* **Request**
Reproduce the records below in full and without edits, omitting images.

* **Information provided**
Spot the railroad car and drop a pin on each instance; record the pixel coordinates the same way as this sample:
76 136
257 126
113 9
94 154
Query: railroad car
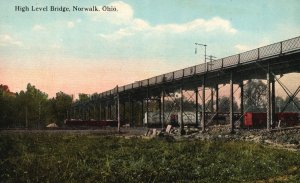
99 123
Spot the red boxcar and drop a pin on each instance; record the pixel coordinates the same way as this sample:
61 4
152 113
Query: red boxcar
256 120
259 120
100 123
287 118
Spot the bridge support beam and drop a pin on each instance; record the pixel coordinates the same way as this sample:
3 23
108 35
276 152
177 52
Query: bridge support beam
203 105
217 100
241 85
131 111
197 107
270 101
231 104
162 109
181 112
273 102
147 107
100 111
142 120
211 102
124 112
118 109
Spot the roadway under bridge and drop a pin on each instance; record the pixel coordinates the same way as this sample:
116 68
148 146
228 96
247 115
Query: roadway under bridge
154 94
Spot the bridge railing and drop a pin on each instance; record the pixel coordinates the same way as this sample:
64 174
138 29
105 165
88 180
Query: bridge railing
230 61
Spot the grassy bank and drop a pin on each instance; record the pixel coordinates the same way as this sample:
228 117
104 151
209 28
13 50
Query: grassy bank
58 157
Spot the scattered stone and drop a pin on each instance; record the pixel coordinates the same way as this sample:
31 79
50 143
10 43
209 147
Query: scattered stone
169 127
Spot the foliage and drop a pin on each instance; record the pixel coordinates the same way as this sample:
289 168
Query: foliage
32 108
59 157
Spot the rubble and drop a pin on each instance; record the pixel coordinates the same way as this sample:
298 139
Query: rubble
289 139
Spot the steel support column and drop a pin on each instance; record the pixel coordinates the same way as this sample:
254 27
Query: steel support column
124 112
147 106
231 104
268 101
100 111
160 113
142 112
197 107
241 85
94 111
211 101
131 111
273 102
181 112
119 117
217 101
203 105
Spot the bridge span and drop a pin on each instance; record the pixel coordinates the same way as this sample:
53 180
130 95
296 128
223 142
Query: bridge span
265 63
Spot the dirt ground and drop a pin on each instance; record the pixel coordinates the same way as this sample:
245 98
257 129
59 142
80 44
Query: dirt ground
288 138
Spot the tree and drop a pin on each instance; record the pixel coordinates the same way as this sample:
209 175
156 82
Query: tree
62 104
29 105
7 109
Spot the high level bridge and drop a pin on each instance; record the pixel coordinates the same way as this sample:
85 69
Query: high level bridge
262 63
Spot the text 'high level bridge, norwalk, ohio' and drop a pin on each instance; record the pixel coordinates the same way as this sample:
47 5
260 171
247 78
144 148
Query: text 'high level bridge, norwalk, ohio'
262 63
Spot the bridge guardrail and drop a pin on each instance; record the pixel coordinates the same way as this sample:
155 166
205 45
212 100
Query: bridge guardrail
251 55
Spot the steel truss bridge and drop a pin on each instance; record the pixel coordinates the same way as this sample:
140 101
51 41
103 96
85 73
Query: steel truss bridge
266 63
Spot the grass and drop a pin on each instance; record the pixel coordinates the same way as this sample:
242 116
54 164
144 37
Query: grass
58 157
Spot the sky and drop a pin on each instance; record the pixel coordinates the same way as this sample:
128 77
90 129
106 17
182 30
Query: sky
87 52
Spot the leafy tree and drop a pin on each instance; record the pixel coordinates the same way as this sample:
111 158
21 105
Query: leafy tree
62 104
7 109
29 104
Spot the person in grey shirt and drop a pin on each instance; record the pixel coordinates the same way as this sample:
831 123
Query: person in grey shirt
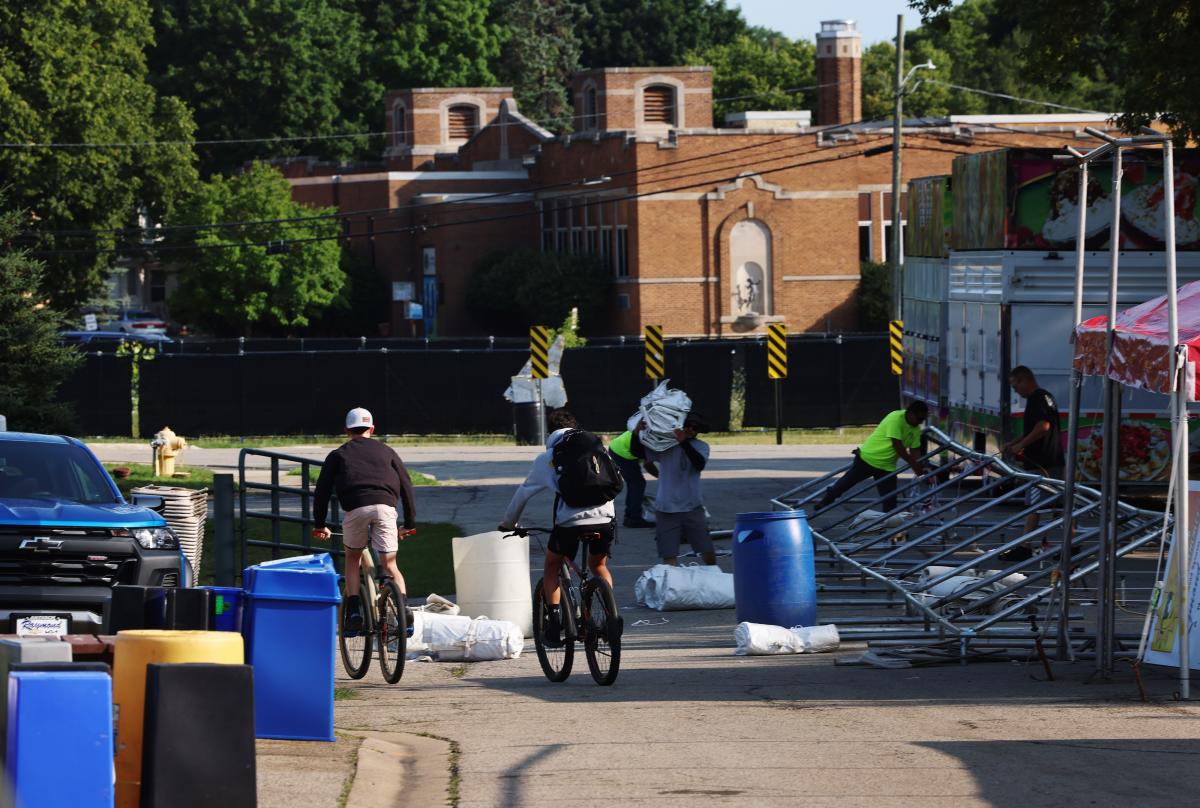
678 504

* **Output below**
Spot the railroad car and drop a pin on each instance; record the pixel coordinates the same way as this sample:
76 136
257 126
113 9
94 154
Query: railroad car
99 123
Spot the red boxcar and drop a pin on each instance; record the pixel coordinates the same way as this sample:
61 4
152 113
Query: red boxcar
256 120
259 120
100 123
287 118
Spot the bridge support beam and drop a pin on each instance; record the pixel coordinates the same way as this sample:
3 23
108 35
276 152
177 52
Query: bridge support beam
203 105
217 100
241 85
131 111
197 107
270 101
231 104
162 109
181 112
273 102
147 107
100 111
142 120
211 102
124 112
118 109
Spot the roadway under bridge and drop a pin on each instance; record the pixel coordinates the same way as this sample:
116 68
148 146
228 96
247 115
Query: roadway under bridge
154 94
Spot the bridge railing and drop a pin on each instance; record the pixel coordinates the same way as this sample:
64 174
138 29
105 165
88 180
Query: bridge railing
230 61
Spot the grassy bank and drop a pin on each instance; record the pixel coordinates the same way as this sample:
228 117
104 151
209 28
13 50
Query: grassy bank
58 157
Spot the scattered stone and drop a pin on each instance; record the pixel coordinates the same way as this sample:
31 79
50 143
10 43
209 147
Query: scattered stone
169 127
Spot the foliage and drop a pin on each instance; record the pixel coordinates the same way as this sample:
289 168
Query: foliage
32 108
59 157
Spot the rubble and drop a pin on each instance; record the pixel coordinates the same way as this sample:
298 139
Query: rubble
289 139
Spot the steel support column and drop a pin on each instance; record the pixel coordinates the same way as this sample:
254 27
Query: steel support column
124 112
147 106
231 104
268 101
100 111
160 113
142 112
197 107
241 85
94 111
211 101
131 111
273 102
181 112
119 117
217 101
203 105
Spot the bridge span and drop a pin on each instance; record the pixel coordinates the same way as this sample:
53 180
130 95
296 128
223 142
Query: bridge span
265 63
Spot the dirt ground and drop a pin on each instance; record the pixel coordinates the same way as this sample:
245 98
257 129
59 142
80 44
Query: dirt ground
288 138
Spot the tree and drop a pin on each instance; record the pixel coordinates the same way as this sample:
209 175
156 82
Query: tree
62 104
29 105
7 109
Spot the high level bridge and drop a pin on each instance; record the pixel coordinates the same way as this sample:
85 69
Query: high level bridge
262 63
Spot the text 'high level bridge, norwalk, ohio' and drop a pin on each instance; record the pixel coordinates the same way as this sample:
47 5
260 171
247 78
144 148
Query: text 'high level bridge, norwalk, ohio'
262 63
Spot the bridge guardrail and drop a pin on each instance; record the pixel coordinates the same way as this sample:
155 166
205 45
212 100
Query: bridge guardrail
251 55
Spot the steel truss bridge and drop a pin on each instance; record the pixel coordinates the same way as this sample:
140 101
51 41
103 96
85 73
Query: steel truss bridge
266 63
Spot the grass and drop a pin on each instance; record the pixel coordinates the same way as this sample:
242 116
54 164
144 37
Query: grass
58 157
Spot the sky and drop a pin on each instance; record the pixel coordinates the same way as this sample:
128 77
90 129
106 17
182 30
Query: sky
87 52
Spot the leafy tree and drop a pin on each instance; record the pixel coordinates the same way as this sample:
111 158
21 105
Query: leafy tree
62 104
7 109
29 104
Spot the person in grey shirt and drop a pin on each instance; record the pixel coordinates the same way as this sample:
831 123
Query: person in grey shirt
678 504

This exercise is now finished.